[Pointing records]

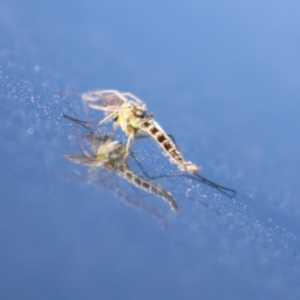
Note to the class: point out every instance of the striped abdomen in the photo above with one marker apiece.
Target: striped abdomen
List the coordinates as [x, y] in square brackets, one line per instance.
[168, 145]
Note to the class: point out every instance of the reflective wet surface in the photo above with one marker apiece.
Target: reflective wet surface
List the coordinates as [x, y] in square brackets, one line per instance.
[222, 79]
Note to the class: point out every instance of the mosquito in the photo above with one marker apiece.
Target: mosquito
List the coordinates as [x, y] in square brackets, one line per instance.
[130, 113]
[112, 155]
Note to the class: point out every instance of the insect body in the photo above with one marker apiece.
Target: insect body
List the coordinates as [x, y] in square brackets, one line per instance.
[130, 113]
[112, 155]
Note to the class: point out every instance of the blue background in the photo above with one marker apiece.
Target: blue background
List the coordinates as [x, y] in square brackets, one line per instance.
[223, 78]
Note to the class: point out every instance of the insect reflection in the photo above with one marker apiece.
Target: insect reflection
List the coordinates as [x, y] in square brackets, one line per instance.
[111, 155]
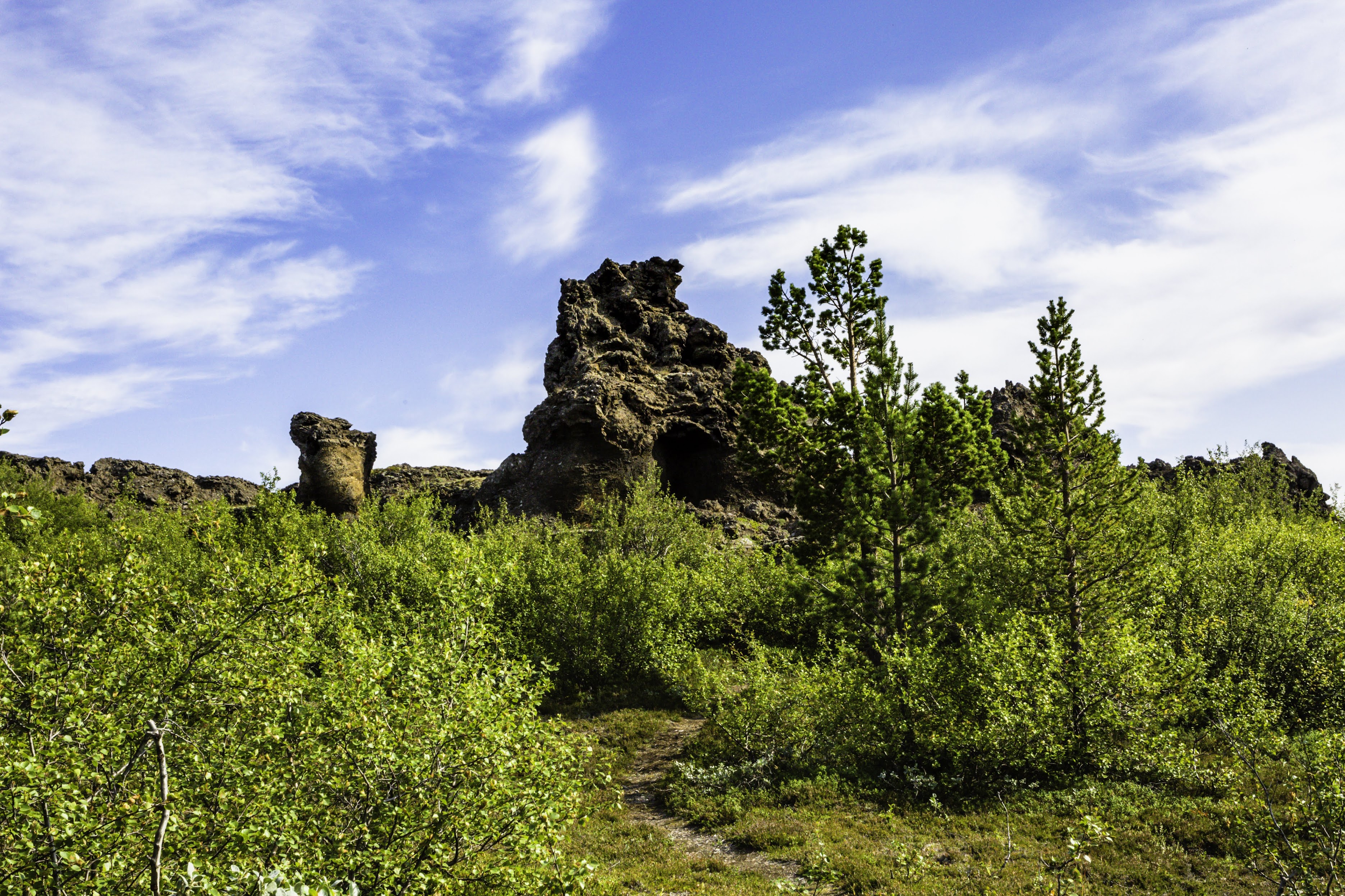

Aim of the exercise – Print all of the material above word for word, changing nothing, and leave the pictures out.

Output for this exercise –
Note to the class: point out every instance of the striped abdomen in the photo above with one marker apiece.
Target: striped abdomen
List the coordinates as [x, y] in square brackets, one line per instance.
[168, 145]
Note to the class: point out every instance of the reflective wet surface in the photo above with one marker apiece.
Target: reflective wet surface
List the coordinates as [x, y] in square brackets, one line per instance.
[222, 79]
Note to the class: point out every instance of the mosquito in the photo above with one marker apiece.
Target: mosquito
List the coordinates as [x, y] in square brackets, one line per instance.
[130, 113]
[112, 155]
Note to the class: point out every instance of the insect body in the photo above with one marker apiece.
Target: insect body
List the coordinates as [x, y] in square brackets, one line per instance.
[130, 113]
[112, 155]
Note to the class: point out every instance of the blue background in the photo above with one marker apiece.
Target: blue background
List the coordinates as [x, y] in square brackets, one line per instance.
[223, 78]
Note to the class: point out every instance of the insect reflection in the photo above with one marker apiece.
Target: insect reflection
List the coordinates as [x, y] in square brackets, one line per instance.
[111, 155]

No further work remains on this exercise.